[Objective]
Copy everything from the line containing "ceiling fan blade" down to the last of the items, requests included, and shift every coordinate in the answers up by 88.

[Supplied material]
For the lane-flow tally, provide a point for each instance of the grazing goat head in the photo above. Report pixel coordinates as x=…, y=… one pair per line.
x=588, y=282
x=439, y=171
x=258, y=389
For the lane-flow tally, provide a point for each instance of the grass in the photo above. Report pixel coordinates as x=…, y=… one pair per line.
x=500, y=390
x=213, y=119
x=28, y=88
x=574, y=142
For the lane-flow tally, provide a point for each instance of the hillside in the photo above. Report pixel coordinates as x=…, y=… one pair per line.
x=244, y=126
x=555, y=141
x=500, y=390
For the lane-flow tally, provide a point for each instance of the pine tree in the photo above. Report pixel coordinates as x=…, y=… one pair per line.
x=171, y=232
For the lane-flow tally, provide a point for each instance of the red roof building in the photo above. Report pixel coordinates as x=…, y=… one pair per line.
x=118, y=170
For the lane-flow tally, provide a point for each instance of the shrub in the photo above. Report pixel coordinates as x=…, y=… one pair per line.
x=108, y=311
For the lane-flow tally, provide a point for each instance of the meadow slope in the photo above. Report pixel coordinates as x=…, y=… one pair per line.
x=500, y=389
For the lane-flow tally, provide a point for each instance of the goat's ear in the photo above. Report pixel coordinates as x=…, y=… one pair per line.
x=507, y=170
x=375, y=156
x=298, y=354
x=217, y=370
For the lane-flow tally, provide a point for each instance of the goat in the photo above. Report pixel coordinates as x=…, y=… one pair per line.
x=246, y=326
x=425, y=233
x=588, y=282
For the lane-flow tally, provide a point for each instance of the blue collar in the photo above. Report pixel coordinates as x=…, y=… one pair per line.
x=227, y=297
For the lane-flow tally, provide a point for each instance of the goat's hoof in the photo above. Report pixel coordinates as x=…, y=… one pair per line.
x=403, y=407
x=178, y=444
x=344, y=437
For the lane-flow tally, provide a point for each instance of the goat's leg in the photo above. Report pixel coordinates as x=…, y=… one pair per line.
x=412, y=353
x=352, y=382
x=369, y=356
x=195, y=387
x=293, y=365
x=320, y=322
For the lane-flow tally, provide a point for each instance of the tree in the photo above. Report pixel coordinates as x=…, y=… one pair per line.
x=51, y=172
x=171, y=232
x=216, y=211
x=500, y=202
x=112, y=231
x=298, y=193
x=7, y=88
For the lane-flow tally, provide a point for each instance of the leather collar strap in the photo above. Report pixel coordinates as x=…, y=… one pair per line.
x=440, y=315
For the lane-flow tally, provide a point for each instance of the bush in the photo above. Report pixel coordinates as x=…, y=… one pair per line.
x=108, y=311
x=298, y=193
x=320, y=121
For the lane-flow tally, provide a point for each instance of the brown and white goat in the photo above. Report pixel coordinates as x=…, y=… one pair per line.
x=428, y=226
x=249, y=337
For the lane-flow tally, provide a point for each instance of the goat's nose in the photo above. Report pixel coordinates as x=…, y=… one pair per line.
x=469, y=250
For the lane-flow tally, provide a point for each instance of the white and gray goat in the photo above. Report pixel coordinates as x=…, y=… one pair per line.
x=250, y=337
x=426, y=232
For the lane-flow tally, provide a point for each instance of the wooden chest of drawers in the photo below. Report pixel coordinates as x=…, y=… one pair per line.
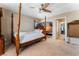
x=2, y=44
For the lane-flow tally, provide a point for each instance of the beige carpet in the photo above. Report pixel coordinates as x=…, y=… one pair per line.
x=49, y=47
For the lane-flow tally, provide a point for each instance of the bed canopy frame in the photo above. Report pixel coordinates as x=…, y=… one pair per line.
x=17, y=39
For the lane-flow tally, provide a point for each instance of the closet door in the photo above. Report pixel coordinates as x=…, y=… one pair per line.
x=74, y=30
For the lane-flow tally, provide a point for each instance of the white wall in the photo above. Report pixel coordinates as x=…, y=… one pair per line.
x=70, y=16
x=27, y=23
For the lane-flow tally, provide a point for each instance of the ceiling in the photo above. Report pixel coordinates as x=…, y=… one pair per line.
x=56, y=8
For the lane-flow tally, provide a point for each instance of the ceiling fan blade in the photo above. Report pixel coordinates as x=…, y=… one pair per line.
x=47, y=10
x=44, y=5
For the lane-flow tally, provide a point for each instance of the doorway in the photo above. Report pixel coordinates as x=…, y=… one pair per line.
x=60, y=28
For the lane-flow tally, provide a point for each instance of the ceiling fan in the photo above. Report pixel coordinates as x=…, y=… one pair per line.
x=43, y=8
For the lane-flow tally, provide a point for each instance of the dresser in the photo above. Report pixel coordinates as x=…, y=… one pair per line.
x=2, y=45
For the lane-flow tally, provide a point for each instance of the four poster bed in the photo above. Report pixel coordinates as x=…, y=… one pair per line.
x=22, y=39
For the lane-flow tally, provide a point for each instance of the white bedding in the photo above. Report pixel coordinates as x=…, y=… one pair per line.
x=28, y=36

[Finished answer]
For the lane-flow tally, provide a point for each instance of the ceiling fan blade in the photo above. Report pixel coordinates as x=…, y=… one pair per line.
x=135, y=98
x=132, y=93
For the lane-flow tally, provide a point for each instance of the doorway in the photo above. Report pixel coordinates as x=…, y=… one pair per line.
x=148, y=116
For the lane-flow tally, provide a point for each instance of the ceiling fan in the photo above. Report pixel coordinates as x=…, y=… one pair per line.
x=131, y=96
For the lane-flow tally, provide a point for each instance of the dresser in the photo above. Report pixel coordinates as x=…, y=… one pair per line.
x=90, y=133
For the lane-flow tally, provide a point for each instance of the four poster bed in the photo above. Report pixel coordinates as x=…, y=… one pair per line.
x=110, y=127
For the lane-flow tally, provide a point for each instance of the white bedding in the photo above. Report pixel coordinates as x=…, y=… one pair per line.
x=116, y=124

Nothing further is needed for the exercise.